[ARTICLE]
================================

Least number of perfect square numbers that sums upto n

You can simplify your solution to:

def numSquares(self,n):
    if(n == 0):
        return 0
    if(n == 1):
        return 1
    squares = self.findSquares(n)
    rows = len(squares)
    cols = n + 1
    mat = [n] * cols
    mat[0] = 0

    for s in squares:
        for j in range(s,cols):
            mat[j] = min(mat[j], 1 + mat[j - s])

    return mat[n]

This avoids using:

1. the self.min function
2. the division/modulus operation in the inner loop.
3. the 2d array

and is about twice as fast.

A bit late, but I believe this answer can help others as it did me. This below is the fastest solution possible with O(sqrt(n)) time complexity

It is based on Lagrange’s four-square theorem every natural number can be represented as the sum of four integer squares. So the answer set would be 1, 2, 3 or 4.

class Solution:
    def is_perfect(self, n):
        x = int(math.sqrt(n))

================================

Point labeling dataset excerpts
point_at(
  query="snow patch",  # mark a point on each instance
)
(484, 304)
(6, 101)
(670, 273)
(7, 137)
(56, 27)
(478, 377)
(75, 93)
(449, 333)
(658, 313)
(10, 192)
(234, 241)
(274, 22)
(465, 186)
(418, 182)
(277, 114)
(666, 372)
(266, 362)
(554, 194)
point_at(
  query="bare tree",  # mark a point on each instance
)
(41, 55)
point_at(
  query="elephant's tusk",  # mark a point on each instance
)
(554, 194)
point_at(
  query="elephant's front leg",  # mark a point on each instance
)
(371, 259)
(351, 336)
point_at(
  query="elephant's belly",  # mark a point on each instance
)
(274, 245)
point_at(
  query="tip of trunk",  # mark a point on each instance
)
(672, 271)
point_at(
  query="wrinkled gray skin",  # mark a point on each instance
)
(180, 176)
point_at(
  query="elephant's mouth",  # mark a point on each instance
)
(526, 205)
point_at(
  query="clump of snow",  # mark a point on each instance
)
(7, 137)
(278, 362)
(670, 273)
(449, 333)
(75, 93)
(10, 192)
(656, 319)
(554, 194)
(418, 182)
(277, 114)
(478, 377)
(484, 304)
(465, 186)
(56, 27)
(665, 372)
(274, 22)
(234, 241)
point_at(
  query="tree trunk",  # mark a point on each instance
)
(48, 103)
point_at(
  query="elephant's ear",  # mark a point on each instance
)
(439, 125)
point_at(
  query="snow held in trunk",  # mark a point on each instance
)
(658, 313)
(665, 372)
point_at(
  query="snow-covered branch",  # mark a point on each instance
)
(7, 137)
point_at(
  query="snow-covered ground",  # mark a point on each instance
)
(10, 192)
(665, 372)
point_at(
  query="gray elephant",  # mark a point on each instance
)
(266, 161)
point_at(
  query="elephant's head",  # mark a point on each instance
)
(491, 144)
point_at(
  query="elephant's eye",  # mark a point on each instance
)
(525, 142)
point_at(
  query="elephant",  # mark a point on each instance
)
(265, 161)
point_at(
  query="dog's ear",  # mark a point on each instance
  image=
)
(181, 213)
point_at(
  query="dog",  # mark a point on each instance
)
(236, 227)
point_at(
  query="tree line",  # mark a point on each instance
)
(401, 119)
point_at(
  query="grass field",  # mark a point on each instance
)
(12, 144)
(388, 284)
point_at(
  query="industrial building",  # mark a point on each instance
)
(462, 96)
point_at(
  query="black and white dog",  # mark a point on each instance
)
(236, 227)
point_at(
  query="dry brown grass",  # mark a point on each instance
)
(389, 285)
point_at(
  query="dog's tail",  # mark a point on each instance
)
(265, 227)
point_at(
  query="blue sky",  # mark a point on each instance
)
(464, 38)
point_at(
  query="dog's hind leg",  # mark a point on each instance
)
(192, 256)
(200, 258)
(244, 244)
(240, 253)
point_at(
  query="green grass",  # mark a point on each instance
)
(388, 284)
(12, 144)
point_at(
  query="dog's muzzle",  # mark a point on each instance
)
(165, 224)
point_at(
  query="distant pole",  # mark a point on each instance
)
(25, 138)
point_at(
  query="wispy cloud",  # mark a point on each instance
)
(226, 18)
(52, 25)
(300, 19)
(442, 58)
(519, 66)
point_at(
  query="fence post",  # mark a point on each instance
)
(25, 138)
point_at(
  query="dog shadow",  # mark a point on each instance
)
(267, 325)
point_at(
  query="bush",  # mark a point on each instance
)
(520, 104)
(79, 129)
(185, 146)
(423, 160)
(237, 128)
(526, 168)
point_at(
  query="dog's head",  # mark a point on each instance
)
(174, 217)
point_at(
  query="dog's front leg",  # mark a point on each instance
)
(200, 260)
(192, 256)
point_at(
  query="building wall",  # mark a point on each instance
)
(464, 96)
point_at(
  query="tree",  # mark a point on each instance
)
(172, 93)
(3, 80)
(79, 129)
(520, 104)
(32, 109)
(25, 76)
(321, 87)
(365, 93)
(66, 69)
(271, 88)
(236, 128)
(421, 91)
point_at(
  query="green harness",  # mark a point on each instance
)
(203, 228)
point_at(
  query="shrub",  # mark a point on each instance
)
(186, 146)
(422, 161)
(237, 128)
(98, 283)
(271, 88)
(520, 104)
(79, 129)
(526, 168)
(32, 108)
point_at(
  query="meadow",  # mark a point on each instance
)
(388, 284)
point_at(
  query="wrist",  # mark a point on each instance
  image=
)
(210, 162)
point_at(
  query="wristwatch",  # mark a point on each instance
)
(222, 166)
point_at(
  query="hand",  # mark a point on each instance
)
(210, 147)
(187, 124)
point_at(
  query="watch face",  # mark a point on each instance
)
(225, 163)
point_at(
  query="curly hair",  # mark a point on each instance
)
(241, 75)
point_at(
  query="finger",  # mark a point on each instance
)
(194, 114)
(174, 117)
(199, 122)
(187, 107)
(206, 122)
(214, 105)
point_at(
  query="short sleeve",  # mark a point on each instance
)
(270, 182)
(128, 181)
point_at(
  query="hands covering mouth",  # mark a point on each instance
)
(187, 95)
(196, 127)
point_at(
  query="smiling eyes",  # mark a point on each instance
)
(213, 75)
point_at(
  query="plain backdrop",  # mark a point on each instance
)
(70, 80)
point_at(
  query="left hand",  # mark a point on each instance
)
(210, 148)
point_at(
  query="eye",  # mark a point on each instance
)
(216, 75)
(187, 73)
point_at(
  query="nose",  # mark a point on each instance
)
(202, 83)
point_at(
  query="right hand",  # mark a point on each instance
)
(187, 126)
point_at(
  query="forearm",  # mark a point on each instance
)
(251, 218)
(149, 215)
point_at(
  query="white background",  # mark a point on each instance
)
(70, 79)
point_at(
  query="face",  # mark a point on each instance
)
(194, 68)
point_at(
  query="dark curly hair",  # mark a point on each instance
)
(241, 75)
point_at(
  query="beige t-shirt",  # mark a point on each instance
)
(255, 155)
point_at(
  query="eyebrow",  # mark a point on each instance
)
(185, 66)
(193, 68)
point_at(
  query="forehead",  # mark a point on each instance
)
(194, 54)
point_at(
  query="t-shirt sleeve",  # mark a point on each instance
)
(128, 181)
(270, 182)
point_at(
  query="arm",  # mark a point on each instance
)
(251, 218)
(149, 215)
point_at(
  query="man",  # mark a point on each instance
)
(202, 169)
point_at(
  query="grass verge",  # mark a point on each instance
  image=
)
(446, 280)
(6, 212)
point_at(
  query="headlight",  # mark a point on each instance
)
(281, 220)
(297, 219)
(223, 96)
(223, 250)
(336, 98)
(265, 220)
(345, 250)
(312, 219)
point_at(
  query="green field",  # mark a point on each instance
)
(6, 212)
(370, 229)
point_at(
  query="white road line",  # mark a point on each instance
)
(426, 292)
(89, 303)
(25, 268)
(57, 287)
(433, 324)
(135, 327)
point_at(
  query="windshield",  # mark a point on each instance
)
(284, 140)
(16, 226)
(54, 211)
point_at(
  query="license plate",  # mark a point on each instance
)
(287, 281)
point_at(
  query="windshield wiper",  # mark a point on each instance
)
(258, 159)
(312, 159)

================================

[STATED EXERCISE 1] In the thread on the least number of perfect squares summing to n, which theorem is the fastest solution based on?
[STATED EXERCISE 2] Extend the thread on the least number of perfect squares summing to n, starting right after its last line.

[EXPECTED ANSWER 1] Lagrange's four-square theorem.

[EXPECTED ANSWER 2]
        return x * x == n

    def numSquares(self, n: int) -> int:
        if n < 4:
            return n

        if self.is_perfect(n):  # number is a perfect square
            return 1

        # the result is 4 if number = 4^k*(8*m + 7)
        while n & 3 == 0:  # while divisible by 4
            n >>= 2
        if n & 7 == 7:  # 8m+7 => last 3 digits = 111
            return 4

        x = int(math.sqrt(n))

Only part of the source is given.